-- Exercise passage follows --

Southern Oregon University

Resource Center for

Studies in Liberatory Education


(RCSLE)



Liberating Liberal Education




Southern Oregon University is a nationally recognized Public Liberal Arts University, a member of COPLAC.
Much has been said about the meaning of "liberal," the L in COPLAC.
Liberation is the direct aim of Liberal Education.
Liberation, not merely of the individual,
but of the civilization that comprises
the liberally educated citizenry.

While we boast of our aspirations at SOU, and have made some significant movement towards embodying the liberatory ideas we espouse, we have much room for progress in fully realizing the practice of liberatory education.

-- Exercise passage concluded --

— Questions on the material —
**A)** According to the page on liberatory education, what is the direct aim of Liberal Education?
**B)** Extend the page on liberatory education with a further paragraph, beginning after its final sentence.
The records that follow bear no relation to the page on liberatory education.

-- Material provided follows --

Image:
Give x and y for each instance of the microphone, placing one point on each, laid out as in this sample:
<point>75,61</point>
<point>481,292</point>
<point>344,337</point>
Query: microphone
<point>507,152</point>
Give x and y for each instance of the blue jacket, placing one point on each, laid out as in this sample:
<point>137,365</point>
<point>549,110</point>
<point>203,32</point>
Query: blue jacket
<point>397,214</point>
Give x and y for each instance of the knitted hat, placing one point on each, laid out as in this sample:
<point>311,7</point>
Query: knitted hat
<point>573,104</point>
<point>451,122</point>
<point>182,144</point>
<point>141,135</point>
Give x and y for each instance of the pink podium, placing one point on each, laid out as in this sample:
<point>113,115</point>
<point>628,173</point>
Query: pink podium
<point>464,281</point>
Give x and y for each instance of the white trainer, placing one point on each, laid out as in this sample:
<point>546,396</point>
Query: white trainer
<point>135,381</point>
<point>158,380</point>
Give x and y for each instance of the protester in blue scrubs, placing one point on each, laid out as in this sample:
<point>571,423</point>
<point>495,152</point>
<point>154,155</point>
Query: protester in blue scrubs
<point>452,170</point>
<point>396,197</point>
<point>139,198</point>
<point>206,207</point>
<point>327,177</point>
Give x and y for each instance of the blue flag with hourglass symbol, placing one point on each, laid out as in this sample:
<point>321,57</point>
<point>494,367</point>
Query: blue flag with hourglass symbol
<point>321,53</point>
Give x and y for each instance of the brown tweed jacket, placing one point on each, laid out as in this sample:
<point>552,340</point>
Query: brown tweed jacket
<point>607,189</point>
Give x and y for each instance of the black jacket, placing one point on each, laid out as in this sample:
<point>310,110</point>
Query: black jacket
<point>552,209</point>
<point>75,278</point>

-- Material provided concluded --

— Expected outputs —
**A)** Liberation is the direct aim of Liberal Education.

**B)**
What does it mean to be "liberated?"  The term has become omniously ambiguous in this age of groundless wars against people that we, the aggressor, then declare liberated. Are the politicians who make the deceptions and run the wars liberally educated?  Or, as David Orr asks, "Education for what?"  To answer that question is to see more clearly how the practice of teaching, as much or more than the content, liberally educates or fails to educate the students.  Is it possible to teach for liberation when the faculty and administration are largely captives of economic incentives for "subservience education" and discouraged with disincentives for "liberatory education?"  How do we begin to think about liberating liberal education? How do we liberate ourselves from  the chains of our own subservience education?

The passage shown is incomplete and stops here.